### Soal 1
Tulis ulang secara lebih ringkas paragraf yang diawali "Dalam hal ini, ekspor gas" dari artikel kebijakan energi, tetapi pertahankan fakta utamanya.

### Teks Dokumen

INDONESIA SUBUR MAKMUR GEMAH RIPAH LOH JINAWI AYEM TEMTREM KARTA RAHARJO>

Rabu, 08 Juni 2011

Stop Ekspor Gas, Prioritaskan untuk Domestik

KEBIJAKAN ENERGI
Stop Ekspor Gas,
Prioritaskan untuk Domestik


A Qoyum Tjandranegara, Pengamat migas. Kamis, 9 Juni 2011

JAKARTA (Suara Karya): Pemerintah diminta lebih memprioritaskan pemanfaatan gas untuk memenuhi kebutuhan dalam negeri. Ini karena gas lebih banyak memberikan manfaat bagi Indonesia dibanding dijual ke luar negeri.
Dalam hal ini, ekspor gas sebaiknya dihentikan sama sekali daripada merugikan negara sendiri. Selama ini untuk menutupi kekurangan pasokan gas, kalangan industri di dalam negeri terpaksa masih menggunakan bahan bakar minyak (BBM) jenis solar yang harganya mahal. Belum lagi pengguna gas di sektor lainnya.

### Soal 2
Pilih setiap baris pada data di bawah yang memuat kata "groom", lalu salin baris tersebut.

### Bahan Latihan
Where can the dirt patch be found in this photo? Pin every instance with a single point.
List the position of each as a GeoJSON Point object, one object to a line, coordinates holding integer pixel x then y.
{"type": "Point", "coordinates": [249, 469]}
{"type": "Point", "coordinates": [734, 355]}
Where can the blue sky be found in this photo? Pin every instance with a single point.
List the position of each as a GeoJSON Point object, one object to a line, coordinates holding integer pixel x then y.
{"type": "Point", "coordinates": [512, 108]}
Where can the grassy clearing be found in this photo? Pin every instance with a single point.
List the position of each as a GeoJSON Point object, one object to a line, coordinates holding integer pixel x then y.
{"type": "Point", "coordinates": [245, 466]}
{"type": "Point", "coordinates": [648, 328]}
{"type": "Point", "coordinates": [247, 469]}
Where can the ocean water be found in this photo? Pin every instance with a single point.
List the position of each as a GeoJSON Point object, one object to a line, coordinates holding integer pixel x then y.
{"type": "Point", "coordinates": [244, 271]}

...

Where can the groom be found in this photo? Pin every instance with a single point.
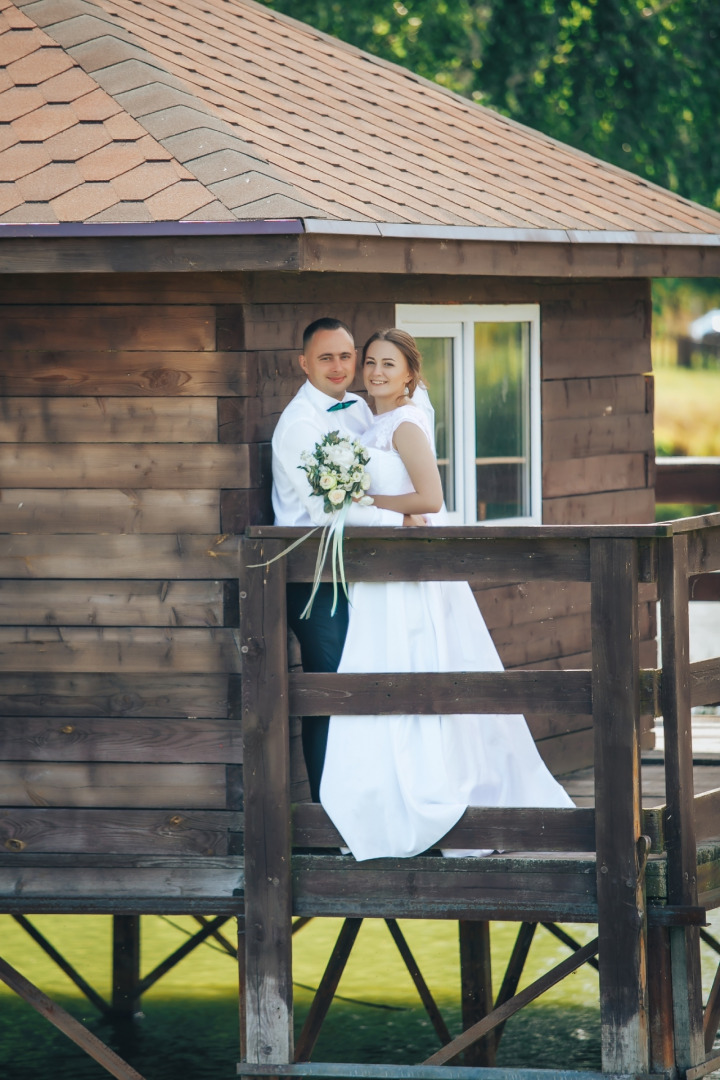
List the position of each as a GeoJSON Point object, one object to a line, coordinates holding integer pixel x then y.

### Pembahasan Soal 1
Ekspor gas sebaiknya dihentikan sepenuhnya agar tidak merugikan negara. Selama ini, industri dalam negeri terpaksa memakai solar yang mahal untuk menutupi kekurangan pasokan gas, belum termasuk pengguna gas di sektor lain.

### Pembahasan Soal 2
Where can the groom be found in this photo? Pin every instance with a single point.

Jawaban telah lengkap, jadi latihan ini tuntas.